Brief A: Scale the records below, which pair pictures with pointing requests, by writing out all their lines again, requests included. Multiply every x and y point coordinate in the answers by 0.6, round each to a whole number with halves going up, and leave the pictures out.
--- begin Source text ---
The first attempt to understand the history of the Rivesaltes camp was by the president of the Departmental Committee of Liberation (CDL), Camille Fourquet. He undertook to write a series of reports for the Second World War History Committee, an inter-ministerial body linked to the Presidency of the Board, founded by decree (17th December 1951). However, on the second page of his document, Fourquet wrote that he did not believe there were any survivors from the conveys that left Rivesaltes. This statement was constantly repeated, until the early 2000s, by the management of the Rivesaltes memorial project – which subsequently financed the works of the historian Alexandre Doulut, demonstrating that there were 84 survivors. Thus, the storytelling of the place is simultaneous to its mythification.

However, there is no social memory of the place. A scandal led to the revelation. Under the signature of journalist Joël Mettay, the Roussillon daily newspaper L’Indépendant of 8th May 1997 revealed that a private individual had found bundles of original documents relating to Jewish internees from the Rivesaltes camp at the Perpignan waste disposal site. In its context, this revelation is all the more significant because it was preceded by the “Jewish file” scandal in 1991. Serge Klarsfeld revealed the existence of such an object that had been kept after the war. The affair turned out to be false, but stirred up public opinion to such an extent that in 1997 it became known as the “Rivesaltes Jewish file affair”. Similarly, in 1993, the local elections in Perpignan, prefecture of the Pyrénées Orientales department, were marked by the desecration of the town’s Jewish cemetery, which the National Front (FN; the largest city to support Le Pen since 2020) denounced as a plot to undermine it – according to the discursive strategy model used during the anti-Semitic desecration of Carpentras in 1990 which launched a wave of profanation in France and beyond. The prefect conflated the desecration and discovery and stated that the journalist was part of a plot to destabilise the election. After claiming that the documents were false, he pursued the journalist for concealment of files, with the support of the ADPO. In fact, the investigation by the Judicial Police revealed a lengthy malfunction in the archive services that had led to the documents being disposed of.
--- end Source text ---
--- begin Provided data ---
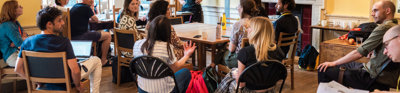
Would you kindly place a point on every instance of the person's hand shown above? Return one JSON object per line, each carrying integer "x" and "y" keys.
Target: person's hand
{"x": 189, "y": 48}
{"x": 182, "y": 2}
{"x": 322, "y": 67}
{"x": 12, "y": 45}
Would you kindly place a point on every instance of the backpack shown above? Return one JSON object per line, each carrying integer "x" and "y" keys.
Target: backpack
{"x": 308, "y": 57}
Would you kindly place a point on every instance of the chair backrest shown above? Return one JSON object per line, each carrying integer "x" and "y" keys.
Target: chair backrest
--- end Provided data ---
Brief B: Copy the passage on the Rivesaltes camp word for word, starting with "The first attempt" and going on through "to its mythification.".

Exercise response A:
Would you kindly place a point on every instance of the person's hand shown above? Return one JSON object per line, each carrying integer "x" and "y" keys.
Target: person's hand
{"x": 113, "y": 29}
{"x": 109, "y": 1}
{"x": 193, "y": 40}
{"x": 7, "y": 27}
Would you kindly place a point on every instance of the backpack shown above? Return one JSON object per line, each carrying integer "x" and "y" keys.
Target: backpack
{"x": 185, "y": 34}
Would you kindly place a point on every instance of the chair backrest shown above? Return one JSON object per line, each carrying integer "x" and "y" keys.
Target: chair backrest

Exercise response B:
The first attempt to understand the history of the Rivesaltes camp was by the president of the Departmental Committee of Liberation (CDL), Camille Fourquet. He undertook to write a series of reports for the Second World War History Committee, an inter-ministerial body linked to the Presidency of the Board, founded by decree (17th December 1951). However, on the second page of his document, Fourquet wrote that he did not believe there were any survivors from the conveys that left Rivesaltes. This statement was constantly repeated, until the early 2000s, by the management of the Rivesaltes memorial project – which subsequently financed the works of the historian Alexandre Doulut, demonstrating that there were 84 survivors. Thus, the storytelling of the place is simultaneous to its mythification.